• Selected passage:
·····
The United States has called on Iran to allow an elderly American detained in Iran for more than five years to travel to receive urgent medical care.
Former UNICEF representative Baquer Namazi, 84, requires surgery within days to clear up a severe blockage in the main artery that supplies blood to his brain, said his son Babak.
“We call on Iran to allow him to travel and recover from surgery with his family by his side, “U.S. envoy for Iran Robert Malley said on Twitter.
Earlier, Namazi’s son appealed for his father's immediate release in order to allow him to receive emergency and potentially life-saving surgery.
He was detained in 2016 when he traveled to Tehran to try to win the release of his other son, Siamak Namazi, a businessman arrested in Iran months earlier.
"My father has already lost so much precious time. I'm begging Iran to let him spend whatever small amount of time he has left with his family," Babak Namazi told reporters on October 4.
·····
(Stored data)
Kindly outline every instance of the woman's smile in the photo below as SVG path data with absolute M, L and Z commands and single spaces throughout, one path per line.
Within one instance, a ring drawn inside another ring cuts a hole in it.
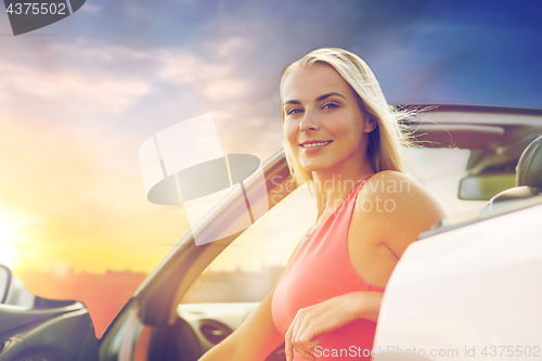
M 284 132 L 307 171 L 344 172 L 367 165 L 373 130 L 354 90 L 331 66 L 298 69 L 283 86 Z
M 314 154 L 330 145 L 333 141 L 306 141 L 299 144 L 306 154 Z

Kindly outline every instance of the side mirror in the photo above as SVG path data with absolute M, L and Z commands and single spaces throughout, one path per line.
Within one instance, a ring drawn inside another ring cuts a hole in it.
M 9 267 L 0 265 L 0 304 L 8 299 L 12 273 Z
M 0 305 L 16 305 L 31 308 L 36 297 L 23 282 L 4 265 L 0 265 Z
M 489 201 L 495 194 L 516 186 L 515 173 L 468 176 L 461 179 L 457 197 L 467 201 Z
·····
• Activities:
A. In the news item about Baquer Namazi, in what year was he detained?
B. Pick up the news item about Baquer Namazi after its final sentence and carry it further.

• Answers per task:
A. 2016

B.
Both Baquer and Siamak Namazi were sentenced to 10 years in prison in Iran on what the United States and the UN say were trumped-up spying charges.
An Iranian court early last year commuted Baquer Namazi's sentence but his lawyers said authorities have refused to issue him an Iranian passport, which he needs to leave as Tehran does not recognize dual nationality. Siamak Namazi is still serving the sentence in Iran's notorious Evin prison.
In a letter to the UN special rapporteur on the right to health, lawyers for the family said Baquer Namazi's case was "dire and extremely urgent."
Jared Genser, a lawyer for the Namazis, said the family had appealed directly to members of President Joe Biden's administration to press Iran to let Namazi leave.
"The time for action is now. I call on President Biden to engage personally to make this happen," Genser said.
State Department spokesman Ned Price later told reporters the release of the Namazis and other Americans from Iran was a "top priority" for the Biden administration.